**Given instruction**
Reproduce word for word everything in the material from the line containing "Give the segmentation of every instance of the building" down to the end, including that line.

**Region segmentation data**
· · · · · · ·

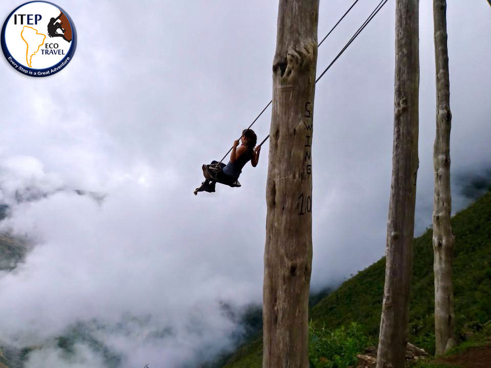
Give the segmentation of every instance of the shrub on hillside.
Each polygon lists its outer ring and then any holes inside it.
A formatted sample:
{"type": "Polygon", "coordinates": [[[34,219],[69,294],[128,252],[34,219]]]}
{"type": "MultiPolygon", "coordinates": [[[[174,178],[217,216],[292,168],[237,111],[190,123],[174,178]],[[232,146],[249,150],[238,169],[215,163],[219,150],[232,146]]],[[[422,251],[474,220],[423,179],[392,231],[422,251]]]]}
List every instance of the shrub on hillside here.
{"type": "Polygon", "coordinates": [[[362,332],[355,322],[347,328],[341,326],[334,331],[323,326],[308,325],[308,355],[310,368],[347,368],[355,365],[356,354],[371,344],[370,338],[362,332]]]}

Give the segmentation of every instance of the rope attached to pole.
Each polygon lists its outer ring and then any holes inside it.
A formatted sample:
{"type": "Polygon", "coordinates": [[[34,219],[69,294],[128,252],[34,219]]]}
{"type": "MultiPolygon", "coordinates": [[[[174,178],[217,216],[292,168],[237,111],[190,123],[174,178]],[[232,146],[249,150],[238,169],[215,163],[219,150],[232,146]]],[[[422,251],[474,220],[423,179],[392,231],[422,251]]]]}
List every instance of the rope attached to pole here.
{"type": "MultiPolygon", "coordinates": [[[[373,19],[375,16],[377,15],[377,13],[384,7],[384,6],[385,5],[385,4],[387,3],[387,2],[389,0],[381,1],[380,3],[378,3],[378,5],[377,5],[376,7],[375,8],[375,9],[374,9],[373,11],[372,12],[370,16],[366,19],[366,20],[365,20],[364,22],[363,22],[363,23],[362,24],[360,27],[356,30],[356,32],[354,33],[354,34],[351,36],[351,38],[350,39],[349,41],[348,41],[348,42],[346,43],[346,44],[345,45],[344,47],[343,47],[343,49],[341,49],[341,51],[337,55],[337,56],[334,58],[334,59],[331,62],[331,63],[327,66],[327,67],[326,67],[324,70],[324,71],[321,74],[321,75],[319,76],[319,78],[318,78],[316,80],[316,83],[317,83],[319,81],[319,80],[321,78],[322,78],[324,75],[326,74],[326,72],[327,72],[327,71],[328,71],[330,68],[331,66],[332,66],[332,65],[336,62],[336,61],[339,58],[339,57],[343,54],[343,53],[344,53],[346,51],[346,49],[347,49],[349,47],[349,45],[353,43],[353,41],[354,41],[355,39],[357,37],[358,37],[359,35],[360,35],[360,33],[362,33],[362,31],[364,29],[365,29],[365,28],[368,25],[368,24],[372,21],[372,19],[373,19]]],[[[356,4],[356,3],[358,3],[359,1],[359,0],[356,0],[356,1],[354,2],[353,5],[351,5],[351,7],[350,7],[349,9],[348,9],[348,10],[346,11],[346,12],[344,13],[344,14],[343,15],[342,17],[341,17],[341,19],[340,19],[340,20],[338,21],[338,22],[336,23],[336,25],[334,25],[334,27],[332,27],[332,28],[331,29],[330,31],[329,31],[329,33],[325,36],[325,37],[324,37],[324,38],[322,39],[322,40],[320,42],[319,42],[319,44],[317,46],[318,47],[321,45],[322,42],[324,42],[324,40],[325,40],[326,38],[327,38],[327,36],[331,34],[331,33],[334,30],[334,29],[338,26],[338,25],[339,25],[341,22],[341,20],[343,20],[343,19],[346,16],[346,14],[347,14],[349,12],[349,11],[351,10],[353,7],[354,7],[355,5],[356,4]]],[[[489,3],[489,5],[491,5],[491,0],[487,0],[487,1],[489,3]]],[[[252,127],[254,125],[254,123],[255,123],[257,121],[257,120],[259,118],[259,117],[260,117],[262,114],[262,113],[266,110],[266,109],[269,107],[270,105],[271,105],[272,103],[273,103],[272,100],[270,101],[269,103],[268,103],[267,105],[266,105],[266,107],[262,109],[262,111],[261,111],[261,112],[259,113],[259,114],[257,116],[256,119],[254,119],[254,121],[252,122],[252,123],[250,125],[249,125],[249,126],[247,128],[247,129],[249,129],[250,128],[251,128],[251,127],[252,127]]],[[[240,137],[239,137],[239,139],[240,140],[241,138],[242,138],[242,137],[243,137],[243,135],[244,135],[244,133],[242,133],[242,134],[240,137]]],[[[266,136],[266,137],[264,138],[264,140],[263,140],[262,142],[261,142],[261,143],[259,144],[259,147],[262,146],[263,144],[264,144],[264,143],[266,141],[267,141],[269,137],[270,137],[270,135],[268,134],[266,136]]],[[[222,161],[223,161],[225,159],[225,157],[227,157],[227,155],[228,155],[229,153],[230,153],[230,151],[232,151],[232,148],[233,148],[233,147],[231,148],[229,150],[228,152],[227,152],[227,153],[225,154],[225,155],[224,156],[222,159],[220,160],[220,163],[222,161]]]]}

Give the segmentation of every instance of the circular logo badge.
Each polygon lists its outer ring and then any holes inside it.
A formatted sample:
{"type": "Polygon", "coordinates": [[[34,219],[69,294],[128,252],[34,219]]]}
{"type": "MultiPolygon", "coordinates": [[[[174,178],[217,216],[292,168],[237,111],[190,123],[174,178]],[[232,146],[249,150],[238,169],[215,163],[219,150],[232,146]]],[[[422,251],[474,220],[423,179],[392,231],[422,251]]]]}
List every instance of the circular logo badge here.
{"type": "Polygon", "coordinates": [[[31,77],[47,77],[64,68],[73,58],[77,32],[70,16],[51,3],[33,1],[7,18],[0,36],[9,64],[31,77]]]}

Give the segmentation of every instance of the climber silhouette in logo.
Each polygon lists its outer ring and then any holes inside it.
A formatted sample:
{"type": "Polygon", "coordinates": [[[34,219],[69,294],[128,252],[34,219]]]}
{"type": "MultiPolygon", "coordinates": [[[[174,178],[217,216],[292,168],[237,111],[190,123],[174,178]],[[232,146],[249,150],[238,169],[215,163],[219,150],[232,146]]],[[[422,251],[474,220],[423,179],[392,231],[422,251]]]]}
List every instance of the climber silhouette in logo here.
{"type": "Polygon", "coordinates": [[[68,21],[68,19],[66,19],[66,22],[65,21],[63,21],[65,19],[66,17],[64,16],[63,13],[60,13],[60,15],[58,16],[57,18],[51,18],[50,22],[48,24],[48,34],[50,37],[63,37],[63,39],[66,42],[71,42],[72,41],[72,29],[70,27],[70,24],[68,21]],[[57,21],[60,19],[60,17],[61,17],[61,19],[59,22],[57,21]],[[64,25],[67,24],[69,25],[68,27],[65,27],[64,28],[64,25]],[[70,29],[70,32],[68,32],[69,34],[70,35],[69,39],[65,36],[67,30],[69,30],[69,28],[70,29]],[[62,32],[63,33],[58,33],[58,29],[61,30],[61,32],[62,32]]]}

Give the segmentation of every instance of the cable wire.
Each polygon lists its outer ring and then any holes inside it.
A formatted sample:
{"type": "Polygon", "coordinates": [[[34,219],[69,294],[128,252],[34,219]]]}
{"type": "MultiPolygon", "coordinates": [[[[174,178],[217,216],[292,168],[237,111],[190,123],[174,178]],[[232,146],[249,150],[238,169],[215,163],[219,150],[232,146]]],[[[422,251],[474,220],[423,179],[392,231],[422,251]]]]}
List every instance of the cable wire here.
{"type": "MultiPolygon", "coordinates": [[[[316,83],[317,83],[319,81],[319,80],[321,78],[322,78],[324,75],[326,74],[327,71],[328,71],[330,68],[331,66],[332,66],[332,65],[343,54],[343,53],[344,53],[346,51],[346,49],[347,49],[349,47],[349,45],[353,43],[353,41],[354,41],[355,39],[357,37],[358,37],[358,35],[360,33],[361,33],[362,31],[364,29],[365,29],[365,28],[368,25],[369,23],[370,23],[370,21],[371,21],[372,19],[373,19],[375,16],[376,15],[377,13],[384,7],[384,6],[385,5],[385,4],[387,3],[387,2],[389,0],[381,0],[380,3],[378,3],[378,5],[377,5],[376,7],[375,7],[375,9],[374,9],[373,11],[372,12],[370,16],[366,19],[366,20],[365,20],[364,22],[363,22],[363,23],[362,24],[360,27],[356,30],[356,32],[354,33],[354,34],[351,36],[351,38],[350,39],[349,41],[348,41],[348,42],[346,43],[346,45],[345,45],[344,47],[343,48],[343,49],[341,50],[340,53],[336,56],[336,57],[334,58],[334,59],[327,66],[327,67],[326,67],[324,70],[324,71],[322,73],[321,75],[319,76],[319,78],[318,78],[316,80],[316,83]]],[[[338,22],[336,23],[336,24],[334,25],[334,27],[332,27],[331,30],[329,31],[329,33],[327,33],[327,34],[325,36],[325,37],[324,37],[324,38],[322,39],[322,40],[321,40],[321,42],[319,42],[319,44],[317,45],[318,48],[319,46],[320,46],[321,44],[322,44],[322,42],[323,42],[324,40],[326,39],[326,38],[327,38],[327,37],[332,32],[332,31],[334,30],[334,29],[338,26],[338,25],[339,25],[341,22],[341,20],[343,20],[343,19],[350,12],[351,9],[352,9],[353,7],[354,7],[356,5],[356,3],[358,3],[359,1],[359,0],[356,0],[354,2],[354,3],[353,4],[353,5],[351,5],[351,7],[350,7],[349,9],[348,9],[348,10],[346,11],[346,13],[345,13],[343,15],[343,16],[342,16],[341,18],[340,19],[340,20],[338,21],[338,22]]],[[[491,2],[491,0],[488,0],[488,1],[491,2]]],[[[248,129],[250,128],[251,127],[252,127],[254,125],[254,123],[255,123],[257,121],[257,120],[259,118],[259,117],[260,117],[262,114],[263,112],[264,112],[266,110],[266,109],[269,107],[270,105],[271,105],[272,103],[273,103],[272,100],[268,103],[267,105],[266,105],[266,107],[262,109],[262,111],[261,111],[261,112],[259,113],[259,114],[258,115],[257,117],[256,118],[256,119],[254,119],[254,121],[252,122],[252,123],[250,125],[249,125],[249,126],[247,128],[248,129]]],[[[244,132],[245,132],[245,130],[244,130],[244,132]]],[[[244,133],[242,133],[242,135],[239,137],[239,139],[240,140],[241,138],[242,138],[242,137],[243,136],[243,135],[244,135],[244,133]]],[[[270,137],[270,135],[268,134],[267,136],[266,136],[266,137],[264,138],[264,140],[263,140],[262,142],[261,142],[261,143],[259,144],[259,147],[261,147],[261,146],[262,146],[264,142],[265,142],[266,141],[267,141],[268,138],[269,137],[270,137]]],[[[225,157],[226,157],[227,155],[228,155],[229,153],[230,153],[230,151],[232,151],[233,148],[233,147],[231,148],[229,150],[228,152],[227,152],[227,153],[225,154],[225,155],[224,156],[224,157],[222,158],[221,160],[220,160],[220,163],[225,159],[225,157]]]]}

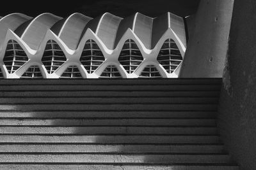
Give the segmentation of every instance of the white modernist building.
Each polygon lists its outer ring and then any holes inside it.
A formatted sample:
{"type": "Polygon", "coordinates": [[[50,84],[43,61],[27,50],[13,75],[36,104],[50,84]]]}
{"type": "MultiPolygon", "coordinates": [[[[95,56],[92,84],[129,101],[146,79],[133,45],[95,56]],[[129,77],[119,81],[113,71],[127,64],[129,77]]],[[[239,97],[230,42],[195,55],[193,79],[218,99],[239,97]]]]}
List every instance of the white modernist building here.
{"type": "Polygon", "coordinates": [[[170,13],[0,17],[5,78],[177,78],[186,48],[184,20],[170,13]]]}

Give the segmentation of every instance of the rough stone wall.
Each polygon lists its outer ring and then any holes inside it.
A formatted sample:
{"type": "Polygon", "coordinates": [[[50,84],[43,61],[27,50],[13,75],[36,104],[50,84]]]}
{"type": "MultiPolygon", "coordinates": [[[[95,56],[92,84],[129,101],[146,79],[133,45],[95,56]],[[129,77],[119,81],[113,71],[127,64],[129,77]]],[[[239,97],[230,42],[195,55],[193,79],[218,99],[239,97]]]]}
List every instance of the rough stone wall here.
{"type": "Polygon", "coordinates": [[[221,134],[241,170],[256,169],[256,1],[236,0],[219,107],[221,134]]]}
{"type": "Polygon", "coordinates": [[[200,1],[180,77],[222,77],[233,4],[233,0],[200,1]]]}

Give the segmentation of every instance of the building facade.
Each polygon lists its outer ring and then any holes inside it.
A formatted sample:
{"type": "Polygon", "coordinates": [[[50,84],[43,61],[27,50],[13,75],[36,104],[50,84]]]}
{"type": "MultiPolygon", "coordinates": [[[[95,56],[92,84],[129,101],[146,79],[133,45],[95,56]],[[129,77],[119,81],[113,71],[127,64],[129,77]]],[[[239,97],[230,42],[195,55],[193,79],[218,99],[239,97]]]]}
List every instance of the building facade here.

· · · · · · ·

**Complete response**
Give the segmentation of every instance of the building facade.
Each polygon lists its outer ring and then any holes inside it.
A formatted sample:
{"type": "Polygon", "coordinates": [[[50,84],[43,61],[27,50],[13,75],[36,104],[50,84]]]}
{"type": "MultiPolygon", "coordinates": [[[[95,56],[92,84],[129,101],[146,79],[133,45],[95,56]],[[129,77],[119,81],[113,71],[127,64],[129,77]]],[[[239,97],[230,42],[195,55],[193,79],[218,99],[239,97]]]]}
List every instance of the building facade here.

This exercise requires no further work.